Given records ::
= = = =

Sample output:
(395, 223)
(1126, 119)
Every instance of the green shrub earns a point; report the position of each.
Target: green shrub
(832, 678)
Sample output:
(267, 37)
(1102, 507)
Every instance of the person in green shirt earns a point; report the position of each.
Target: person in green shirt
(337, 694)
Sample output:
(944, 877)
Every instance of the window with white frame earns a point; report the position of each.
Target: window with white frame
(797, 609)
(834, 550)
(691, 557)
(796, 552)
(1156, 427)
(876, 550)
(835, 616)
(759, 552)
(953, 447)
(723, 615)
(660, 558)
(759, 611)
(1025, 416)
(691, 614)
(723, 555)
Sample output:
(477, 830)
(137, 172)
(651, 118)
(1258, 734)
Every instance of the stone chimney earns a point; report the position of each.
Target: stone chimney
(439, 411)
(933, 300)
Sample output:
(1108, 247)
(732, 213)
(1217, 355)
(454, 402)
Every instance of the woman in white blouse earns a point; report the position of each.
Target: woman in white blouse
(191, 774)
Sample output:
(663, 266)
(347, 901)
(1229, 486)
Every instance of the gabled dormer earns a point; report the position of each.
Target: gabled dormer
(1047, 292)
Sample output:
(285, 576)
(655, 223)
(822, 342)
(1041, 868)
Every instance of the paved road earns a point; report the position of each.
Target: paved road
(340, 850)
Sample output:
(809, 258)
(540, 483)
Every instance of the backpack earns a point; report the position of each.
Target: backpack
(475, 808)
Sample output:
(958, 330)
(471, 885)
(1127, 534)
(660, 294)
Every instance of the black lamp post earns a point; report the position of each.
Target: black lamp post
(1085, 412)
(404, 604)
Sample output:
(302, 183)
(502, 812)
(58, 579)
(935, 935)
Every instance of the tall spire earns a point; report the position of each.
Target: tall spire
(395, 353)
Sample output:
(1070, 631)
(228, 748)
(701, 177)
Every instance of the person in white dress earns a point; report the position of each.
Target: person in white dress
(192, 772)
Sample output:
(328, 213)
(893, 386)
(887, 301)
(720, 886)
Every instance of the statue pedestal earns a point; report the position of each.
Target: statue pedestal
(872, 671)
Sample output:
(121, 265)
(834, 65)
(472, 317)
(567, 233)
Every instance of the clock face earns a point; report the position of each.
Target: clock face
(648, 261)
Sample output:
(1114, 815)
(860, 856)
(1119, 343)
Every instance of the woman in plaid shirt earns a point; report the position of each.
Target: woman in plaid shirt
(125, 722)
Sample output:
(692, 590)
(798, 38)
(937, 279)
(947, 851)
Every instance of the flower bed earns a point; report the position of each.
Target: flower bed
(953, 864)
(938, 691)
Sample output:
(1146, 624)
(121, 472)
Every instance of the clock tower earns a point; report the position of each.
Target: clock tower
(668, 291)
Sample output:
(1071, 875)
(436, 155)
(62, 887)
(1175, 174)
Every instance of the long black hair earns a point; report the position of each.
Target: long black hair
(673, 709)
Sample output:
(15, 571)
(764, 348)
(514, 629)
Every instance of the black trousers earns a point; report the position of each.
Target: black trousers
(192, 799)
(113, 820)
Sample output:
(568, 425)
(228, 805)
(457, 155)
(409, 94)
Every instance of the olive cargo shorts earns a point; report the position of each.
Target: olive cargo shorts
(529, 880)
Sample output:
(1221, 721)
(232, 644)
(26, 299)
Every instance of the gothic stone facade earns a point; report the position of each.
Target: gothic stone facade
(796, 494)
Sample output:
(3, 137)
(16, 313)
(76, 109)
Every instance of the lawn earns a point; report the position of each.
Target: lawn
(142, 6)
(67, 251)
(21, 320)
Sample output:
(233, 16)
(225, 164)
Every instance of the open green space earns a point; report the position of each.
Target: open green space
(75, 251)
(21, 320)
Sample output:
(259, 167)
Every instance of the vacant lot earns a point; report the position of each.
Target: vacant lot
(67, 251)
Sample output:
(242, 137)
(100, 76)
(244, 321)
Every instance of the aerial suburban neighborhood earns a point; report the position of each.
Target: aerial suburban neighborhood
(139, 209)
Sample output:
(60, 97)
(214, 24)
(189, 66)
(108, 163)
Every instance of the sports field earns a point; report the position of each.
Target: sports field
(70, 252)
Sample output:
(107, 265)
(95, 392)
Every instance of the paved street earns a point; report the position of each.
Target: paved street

= = = =

Task :: Read the material above and copy out each line holding "street".

Problem solution ::
Every instance of the paved street earns a point; report the position of each.
Target: paved street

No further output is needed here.